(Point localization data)
---+---

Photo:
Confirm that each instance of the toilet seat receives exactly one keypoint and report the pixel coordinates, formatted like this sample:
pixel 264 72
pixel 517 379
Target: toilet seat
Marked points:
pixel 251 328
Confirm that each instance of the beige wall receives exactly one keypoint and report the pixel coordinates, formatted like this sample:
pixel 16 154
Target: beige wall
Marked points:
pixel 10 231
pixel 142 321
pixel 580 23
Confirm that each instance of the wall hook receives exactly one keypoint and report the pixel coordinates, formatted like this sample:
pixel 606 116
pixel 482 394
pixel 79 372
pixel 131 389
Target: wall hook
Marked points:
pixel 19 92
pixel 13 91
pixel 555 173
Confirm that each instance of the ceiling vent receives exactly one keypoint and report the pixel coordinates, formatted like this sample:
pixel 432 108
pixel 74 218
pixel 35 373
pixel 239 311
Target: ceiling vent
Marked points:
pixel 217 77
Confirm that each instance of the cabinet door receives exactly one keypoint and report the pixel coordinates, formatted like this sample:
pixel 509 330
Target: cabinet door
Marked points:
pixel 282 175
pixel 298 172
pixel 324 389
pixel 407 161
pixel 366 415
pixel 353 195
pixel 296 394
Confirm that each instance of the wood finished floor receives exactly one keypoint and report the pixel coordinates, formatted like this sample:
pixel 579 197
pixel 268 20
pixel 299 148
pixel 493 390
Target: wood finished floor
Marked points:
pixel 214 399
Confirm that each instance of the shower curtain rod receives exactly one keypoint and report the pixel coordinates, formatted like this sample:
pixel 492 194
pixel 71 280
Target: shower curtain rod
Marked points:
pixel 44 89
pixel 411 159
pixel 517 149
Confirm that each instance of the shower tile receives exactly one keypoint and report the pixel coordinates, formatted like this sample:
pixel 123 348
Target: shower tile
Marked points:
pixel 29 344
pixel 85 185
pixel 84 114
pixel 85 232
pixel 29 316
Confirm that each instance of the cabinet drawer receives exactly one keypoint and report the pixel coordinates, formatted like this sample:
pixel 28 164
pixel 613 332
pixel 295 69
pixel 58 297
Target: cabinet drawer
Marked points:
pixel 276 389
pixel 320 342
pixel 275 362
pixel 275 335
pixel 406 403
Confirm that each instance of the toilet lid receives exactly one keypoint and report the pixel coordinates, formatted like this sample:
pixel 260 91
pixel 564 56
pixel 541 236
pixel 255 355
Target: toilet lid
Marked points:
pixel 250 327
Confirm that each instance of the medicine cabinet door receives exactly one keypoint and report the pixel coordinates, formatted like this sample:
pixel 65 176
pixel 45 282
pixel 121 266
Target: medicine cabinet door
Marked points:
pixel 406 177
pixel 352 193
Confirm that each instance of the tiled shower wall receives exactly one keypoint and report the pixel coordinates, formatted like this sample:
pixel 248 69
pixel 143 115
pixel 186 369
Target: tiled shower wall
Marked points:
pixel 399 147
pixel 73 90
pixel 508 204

---+---

Retype exactly, and only, the lines above from the one where "pixel 509 330" occurs up to and including the one where "pixel 579 197" occurs.

pixel 509 330
Target: cabinet door
Marked points:
pixel 282 175
pixel 298 172
pixel 324 389
pixel 407 161
pixel 366 415
pixel 353 195
pixel 296 394
Confirm that each instance of the wood finished floor receives exactly one keypoint and report the pixel coordinates, formatted like this sample:
pixel 579 197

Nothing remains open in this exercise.